PROBLEM TO SOLVE: Return verbatim the run of lines that opens with the line holding "stalk and report the position of each." and closes with the last line of the records.

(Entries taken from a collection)
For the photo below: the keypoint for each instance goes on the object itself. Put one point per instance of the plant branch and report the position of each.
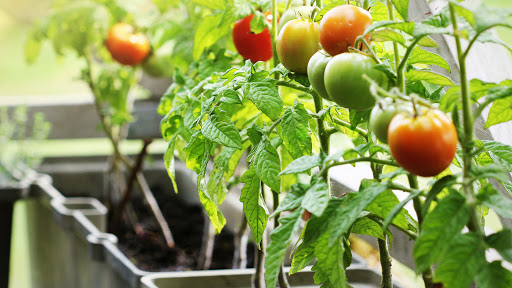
(468, 141)
(385, 263)
(129, 186)
(157, 212)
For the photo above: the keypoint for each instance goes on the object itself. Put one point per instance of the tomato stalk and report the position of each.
(468, 122)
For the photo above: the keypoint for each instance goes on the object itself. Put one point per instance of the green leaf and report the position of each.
(488, 171)
(387, 35)
(491, 198)
(198, 153)
(207, 33)
(258, 23)
(420, 56)
(428, 76)
(502, 242)
(493, 275)
(280, 238)
(293, 199)
(254, 206)
(367, 226)
(316, 198)
(463, 260)
(211, 206)
(500, 112)
(265, 96)
(302, 258)
(267, 164)
(212, 4)
(348, 213)
(438, 230)
(302, 164)
(382, 206)
(295, 130)
(398, 210)
(403, 8)
(220, 129)
(330, 264)
(169, 163)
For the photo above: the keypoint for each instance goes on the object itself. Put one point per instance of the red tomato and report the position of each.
(340, 27)
(255, 47)
(125, 46)
(423, 145)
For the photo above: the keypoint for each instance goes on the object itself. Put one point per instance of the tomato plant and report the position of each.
(316, 71)
(425, 144)
(296, 43)
(345, 84)
(382, 114)
(125, 46)
(254, 47)
(341, 26)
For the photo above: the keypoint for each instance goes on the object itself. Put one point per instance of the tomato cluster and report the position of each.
(125, 46)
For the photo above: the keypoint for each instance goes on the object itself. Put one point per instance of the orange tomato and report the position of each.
(423, 145)
(125, 46)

ANSWER BELOW:
For the photo above: the keypoint for each instance goes on the object itself. Put one point per instance of the tomato stalk and report the position of each.
(468, 122)
For the photo above: the keypoint for each instance goes on the object itself. Put one point per instance of the green leaf and report the position of each.
(488, 171)
(387, 35)
(491, 198)
(198, 153)
(207, 33)
(258, 23)
(420, 56)
(428, 76)
(502, 242)
(493, 275)
(280, 238)
(293, 199)
(254, 206)
(367, 226)
(316, 198)
(463, 260)
(211, 206)
(500, 112)
(265, 96)
(302, 258)
(267, 164)
(212, 4)
(348, 213)
(438, 230)
(302, 164)
(382, 206)
(295, 130)
(398, 210)
(403, 8)
(220, 129)
(330, 264)
(169, 163)
For the photo above: the keypoint for each instance goes on the object itself. Put one point per instance of the red tomato and report the position of each.
(340, 27)
(255, 47)
(125, 46)
(423, 145)
For the photo above: the keypoint for each instance goes on the object itself. Put one point per instance of the tomato plant and report the position of each.
(316, 71)
(425, 144)
(296, 43)
(345, 84)
(382, 114)
(125, 46)
(254, 47)
(341, 26)
For the photo above: the keypoint for each instance goes on the object itself. Put one point per instance of the tomato cluster and report the position of each.
(125, 46)
For the photo above: the keypoint for each instance goes on the object itself. Put one point per instance of the orange tomato and report the position of each.
(423, 145)
(125, 46)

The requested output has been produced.